Description of the task. Copy the entries exactly. Their pictures do not belong in the copy.

Data provided.
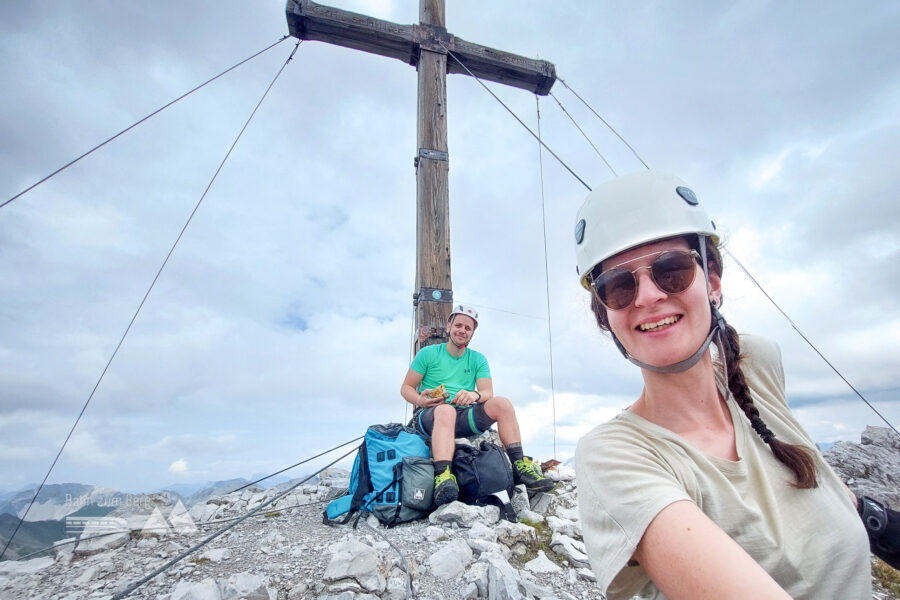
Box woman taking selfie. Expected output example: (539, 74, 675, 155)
(573, 171, 874, 599)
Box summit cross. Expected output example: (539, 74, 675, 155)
(286, 0, 556, 350)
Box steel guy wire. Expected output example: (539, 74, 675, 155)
(0, 40, 302, 563)
(405, 305, 416, 424)
(725, 248, 899, 436)
(536, 96, 558, 460)
(228, 435, 362, 494)
(362, 519, 414, 599)
(0, 35, 291, 210)
(466, 303, 544, 321)
(549, 90, 617, 177)
(557, 77, 649, 170)
(437, 41, 592, 192)
(110, 441, 357, 599)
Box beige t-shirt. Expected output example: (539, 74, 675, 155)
(576, 335, 871, 600)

Response.
Box woman taking selfie. Expected output example: (539, 74, 675, 155)
(573, 171, 874, 599)
Box summit cross. Expected output example: (539, 74, 675, 155)
(286, 0, 556, 350)
Box steel guy wire. Expected output example: (539, 74, 675, 155)
(0, 40, 302, 563)
(405, 305, 416, 424)
(725, 248, 899, 436)
(536, 96, 558, 460)
(228, 435, 362, 494)
(362, 519, 414, 599)
(0, 35, 291, 210)
(466, 303, 544, 321)
(549, 90, 617, 177)
(557, 77, 649, 170)
(437, 41, 592, 192)
(110, 441, 357, 599)
Box beige t-shirt. Expected output example: (539, 74, 675, 155)
(576, 335, 871, 600)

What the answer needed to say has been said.